◆ **Document excerpt**

____________________

The underground trains into Farringdon would have been particularly busy on 14 November 1864. No eyewitness account exists, but we can imagine a scene like a modern-day football crowd on its way to Wembley, with thousands of extra passengers squashed onto what is now the Met line. These spectators were heading not to a sports arena, but into the Square Mile. They wanted to watch the killing of a man.
Franz Müller was the first person to be convicted of murder on the rail network, killing banker Thomas Briggs on a train through Hackney. Subsequent fears about safety on trains and a transatlantic manhunt gave the case a grim allure. It is a story that still grips today, as told in Kate Colquhoun's bestselling account, Mr Briggs' Hat.
Müller was sentenced to death by hanging. He would be executed in public outside Newgate Prison, Old Bailey. According to a press report, the crowd 'filled all the streets in the vicinity of Newgate, and gathered in spots from which it was impossible to obtain a sight of the execution'. Newspapers at the time describe a 'fearful mob' of 100,000 people, many drunken and rowdy. Large numbers would have arrived by Metropolitan Railway at nearby Farringdon.

____________________

◆ **What you need to do**
Answer these questions from the passage about the Müller case:
(a) On what date would the underground trains into Farringdon have been especially busy?
(b) Whom did Franz Müller kill, and through what area was the train traveling?
(c) How many people did newspapers of the time say were in the crowd at the execution?

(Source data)
____________________

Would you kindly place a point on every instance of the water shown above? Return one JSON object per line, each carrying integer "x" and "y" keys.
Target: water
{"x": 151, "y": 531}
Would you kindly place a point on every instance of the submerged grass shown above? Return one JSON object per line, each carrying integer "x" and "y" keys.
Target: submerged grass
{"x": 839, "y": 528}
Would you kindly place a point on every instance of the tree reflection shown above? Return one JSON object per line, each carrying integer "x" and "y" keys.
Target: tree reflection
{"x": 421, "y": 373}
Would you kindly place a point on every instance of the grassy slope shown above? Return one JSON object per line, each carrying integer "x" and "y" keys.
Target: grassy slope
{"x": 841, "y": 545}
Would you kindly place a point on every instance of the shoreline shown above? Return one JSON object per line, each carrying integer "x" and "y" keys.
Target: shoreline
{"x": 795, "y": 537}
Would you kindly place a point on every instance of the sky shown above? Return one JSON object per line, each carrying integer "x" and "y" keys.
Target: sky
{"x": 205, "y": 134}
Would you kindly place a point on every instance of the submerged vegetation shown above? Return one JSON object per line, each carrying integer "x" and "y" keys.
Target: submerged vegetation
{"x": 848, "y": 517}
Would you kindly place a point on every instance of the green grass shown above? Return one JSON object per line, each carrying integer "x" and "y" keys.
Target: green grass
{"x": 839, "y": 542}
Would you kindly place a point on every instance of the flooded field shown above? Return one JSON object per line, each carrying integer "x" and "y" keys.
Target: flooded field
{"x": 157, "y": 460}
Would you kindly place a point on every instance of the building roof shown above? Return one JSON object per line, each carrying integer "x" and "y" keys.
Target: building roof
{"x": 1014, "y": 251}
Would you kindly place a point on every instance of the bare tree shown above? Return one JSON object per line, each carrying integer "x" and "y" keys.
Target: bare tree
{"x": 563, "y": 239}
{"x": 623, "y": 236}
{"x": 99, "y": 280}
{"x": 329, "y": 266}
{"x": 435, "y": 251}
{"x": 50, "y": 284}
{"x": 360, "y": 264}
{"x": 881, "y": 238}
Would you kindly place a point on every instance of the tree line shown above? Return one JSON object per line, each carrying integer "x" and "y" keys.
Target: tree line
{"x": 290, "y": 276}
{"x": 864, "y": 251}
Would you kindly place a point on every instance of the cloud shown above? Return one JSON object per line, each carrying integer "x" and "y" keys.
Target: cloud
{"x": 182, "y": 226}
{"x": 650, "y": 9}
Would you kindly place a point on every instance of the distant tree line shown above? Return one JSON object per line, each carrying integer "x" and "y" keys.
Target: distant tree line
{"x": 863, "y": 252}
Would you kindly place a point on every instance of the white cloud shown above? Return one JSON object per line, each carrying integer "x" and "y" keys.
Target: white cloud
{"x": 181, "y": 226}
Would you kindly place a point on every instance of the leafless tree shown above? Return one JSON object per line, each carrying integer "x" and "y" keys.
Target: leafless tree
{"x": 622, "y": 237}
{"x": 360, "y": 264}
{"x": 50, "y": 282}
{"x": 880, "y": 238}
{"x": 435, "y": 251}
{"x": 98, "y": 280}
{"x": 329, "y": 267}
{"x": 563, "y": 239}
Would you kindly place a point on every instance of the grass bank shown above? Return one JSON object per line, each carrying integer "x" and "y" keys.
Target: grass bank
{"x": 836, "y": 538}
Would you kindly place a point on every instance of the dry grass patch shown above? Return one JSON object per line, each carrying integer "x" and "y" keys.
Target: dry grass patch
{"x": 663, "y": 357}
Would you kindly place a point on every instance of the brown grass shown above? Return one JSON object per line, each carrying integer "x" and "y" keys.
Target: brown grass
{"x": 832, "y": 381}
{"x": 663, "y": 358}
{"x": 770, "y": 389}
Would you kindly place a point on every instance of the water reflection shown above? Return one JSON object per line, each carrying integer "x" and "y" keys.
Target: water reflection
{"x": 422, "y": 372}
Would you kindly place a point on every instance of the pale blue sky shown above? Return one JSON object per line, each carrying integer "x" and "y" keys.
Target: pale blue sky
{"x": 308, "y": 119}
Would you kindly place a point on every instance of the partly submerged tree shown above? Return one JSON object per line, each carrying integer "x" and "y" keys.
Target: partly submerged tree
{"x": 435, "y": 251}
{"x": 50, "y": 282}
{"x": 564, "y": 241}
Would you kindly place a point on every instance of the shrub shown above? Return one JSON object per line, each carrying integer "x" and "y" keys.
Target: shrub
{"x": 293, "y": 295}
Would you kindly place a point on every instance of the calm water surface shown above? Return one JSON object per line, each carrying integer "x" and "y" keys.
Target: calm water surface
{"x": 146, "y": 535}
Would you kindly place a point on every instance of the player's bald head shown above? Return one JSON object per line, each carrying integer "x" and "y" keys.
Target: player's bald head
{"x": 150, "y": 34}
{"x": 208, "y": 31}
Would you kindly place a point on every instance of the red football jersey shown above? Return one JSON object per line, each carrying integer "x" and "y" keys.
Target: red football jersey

____________________

◆ **Answer to the exercise**
(a) 14 November 1864.
(b) He killed the banker Thomas Briggs, on a train through Hackney.
(c) 100,000 people.